■ Série d'exercices
1. Dites si chacune des affirmations suivantes concorde avec le texte sur les affrontements de Ménaka, en répondant par oui ou par non et en citant les mots du texte qui tranchent. (a) Le cessez-le-feu a été signé le 23 mai 2014. (b) Le chef de la MINUSMA a condamné les attaques subies par les forces des mouvements de l'Azawad. (c) La localité d'Ikadewan se trouve à une quarantaine de kilomètres de Ménaka.
2. Rédigez la suite du texte sur les affrontements de Ménaka en reprenant juste après sa dernière phrase.

Ayant la prétention d'aboutir à un «accord de paix définitif», le processus de négociations entre l'Etat malien et les mouvements de l'Azawad est sérieusement mis à mal depuis le 27 avril, lorsque l'armée malienne et ses milices ont attaqué les positions du MNLA à Ménaka. Peut-il en être autrement lorsqu'on connaît l'arrière-pensée qui anime une des parties en conflit, l'Etat malien, et l'ensemble de ses soutiens constitués en «médiation internationale» ?
Le projet n'est autre que celui de faire plier les Touaregs.
Gage de leur mauvaise foi, dirons-nous, les autorités maliennes ont donc, par le biais de leur armée et des milices qui leur sont affiliées, lancé une attaque contre les positions du MNLA et ses alliés à Ménaka le 27 avril 2015 opérant ainsi une énième violation du cessez-le-feu signé le 23 mai 2014 ainsi qu'aux nombreuses déclarations de cessation d'hostilités ayant suivi ces violations.
Comme à son habitude, dès le lendemain, la MINUSMA s'est empressée de rendre public un communiqué dans lequel son chef, Mongi Hamdi, dit regretter «la tournure que prennent les événements» et tient «à rester optimiste quant aux chances de voir aboutir le processus de paix le mois prochain». Sans même condamner les attaques dont ont été victimes les forces des mouvements de l'Azawad, il a odieusement indiqué qu'«il n'existe aucune alternative à la signature de l'Accord de paix» [1]. Inutile de rappeler ici que le texte du dit «accord de paix» a été expressément rejeté par la population de l'Azawad.
Piétinant ses engagements vis-à-vis de ses soutiens – mais cela est-il nouveau ? –, l'Etat malien, dont il est difficile de distinguer les éléments de l'armée régulière de ceux des milices, s'en est pris à certaines positions du MNLA notamment à Ménaka. Se mêlant, à l'intérieur de la ville, aux populations civiles locales, les soldats maliens et les membres de leurs milices promettent un bain de sang, obligeant ainsi les combattants des mouvements de l'Azawad à se «cantonner» aux alentours. En effet, dans la nuit du 29 au 30 avril, les milices ont exécuté trois civils et mis le feu à la maison de la présidente de l'association des femmes du village dans la localité d' Ikadewan, à quelque 40 km de Ménaka. Durant les trois jours (28, 29 et 30 avril), les affrontements ont éclaté et se sont poursuivis le long des journées qui ont suivi la première attaque dans les alentours de Ménaka. Un bilan provisoire fait état de la destruction de sept véhicules des milices de l'armée malienne faisant quatorze morts et une vingtaine de blessés du côté malien. Du côté des combattants des mouvements de l'Azawad, on dénombre cinq morts et sept blessés. Les affrontements ne se sont jamais arrêtés et une confusion totale règne dans cette région.

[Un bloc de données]

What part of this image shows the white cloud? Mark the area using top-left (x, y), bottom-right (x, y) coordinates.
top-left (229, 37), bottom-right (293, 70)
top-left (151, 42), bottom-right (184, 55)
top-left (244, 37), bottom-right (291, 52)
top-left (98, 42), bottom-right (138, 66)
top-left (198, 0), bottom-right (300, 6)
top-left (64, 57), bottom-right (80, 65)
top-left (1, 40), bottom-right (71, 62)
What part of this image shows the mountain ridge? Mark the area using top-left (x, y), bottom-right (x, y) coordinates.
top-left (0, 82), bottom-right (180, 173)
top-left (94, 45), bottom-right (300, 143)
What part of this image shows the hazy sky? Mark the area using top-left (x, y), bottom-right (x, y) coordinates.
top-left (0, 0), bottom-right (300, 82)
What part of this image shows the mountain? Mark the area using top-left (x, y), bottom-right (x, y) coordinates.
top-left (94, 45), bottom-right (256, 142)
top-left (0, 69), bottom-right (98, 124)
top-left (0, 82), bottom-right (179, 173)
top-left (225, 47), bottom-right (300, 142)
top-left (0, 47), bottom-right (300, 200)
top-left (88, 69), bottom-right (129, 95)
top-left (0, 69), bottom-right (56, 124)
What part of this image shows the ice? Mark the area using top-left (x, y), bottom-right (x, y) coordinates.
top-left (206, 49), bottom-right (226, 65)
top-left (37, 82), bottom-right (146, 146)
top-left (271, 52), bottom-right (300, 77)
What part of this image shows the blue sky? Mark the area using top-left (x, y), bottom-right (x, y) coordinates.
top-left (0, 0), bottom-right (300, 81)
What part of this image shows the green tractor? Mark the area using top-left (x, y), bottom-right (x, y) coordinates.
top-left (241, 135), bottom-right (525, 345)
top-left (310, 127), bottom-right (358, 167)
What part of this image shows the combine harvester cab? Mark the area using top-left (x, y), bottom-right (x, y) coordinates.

■ Corrigé
1.
(a) Oui : « cessez-le-feu signé le 23 mai 2014 ».
(b) Non : « Sans même condamner les attaques dont ont été victimes les forces des mouvements de l'Azawad ».
(c) Oui : « à quelque 40 km de Ménaka ».

2.
Face à l'absence de réaction de la Communauté internationale dont le jeu est, quant à lui, de plus en plus clair, la Coordination des Mouvements de l'Azawad (CMA) s'en est prise, le 29 avril, à des positions de l'armée malienne à Goundam, Bintagoungou, Diré aux alentours de Tombouctou, Léré à l'ouest et Tenenkou dans la région de Mopti, faisant plus de soixante-dix morts et une vingtaine de prisonniers dans les rangs de l'armée malienne et de ses milices. Il y aurait également un mort et six blessés parmi les combattants des mouvements de l'Azawad.
Les combats sont quasi-quotidiens dans toutes les zones tampons avec le territoire malien. Et il est quasi-impossible, en l'état actuel des choses, de dresser un bilan précis des affrontements. Le 5 mai, par exemple, des affrontements ont eu lieu à Tenenkou entre des combattants des mouvements de l'Azawad et l'armée malienne et ses milices. Ces affrontements ont fait sept morts et six blessés, côté Azawad [2]. Côté malien, on dénombre dix-sept morts et plusieurs blessés.
L'Azawad est plongé dans une confusion totale. D'un côté, une Communauté internationale menée par Alger et la MINUSMA dont la seule préoccupation est d'amener à tout prix les mouvements de l'Azawad à Bamako à la signature du document d'Alger, de l'autre des dirigeants des différents mouvements de la CMA qui ont du mal à accorder leurs violons faisant face notamment à certains éléments qui semblent être engagés pour aller signer à Bamako. Les tentations de ces derniers expliquent d'ailleurs certaines incohérences et comportements douteux au sein même de certaines unités des mouvements de l'Azawad ayant facilité la tâche aux troupes maliennes à Ménaka.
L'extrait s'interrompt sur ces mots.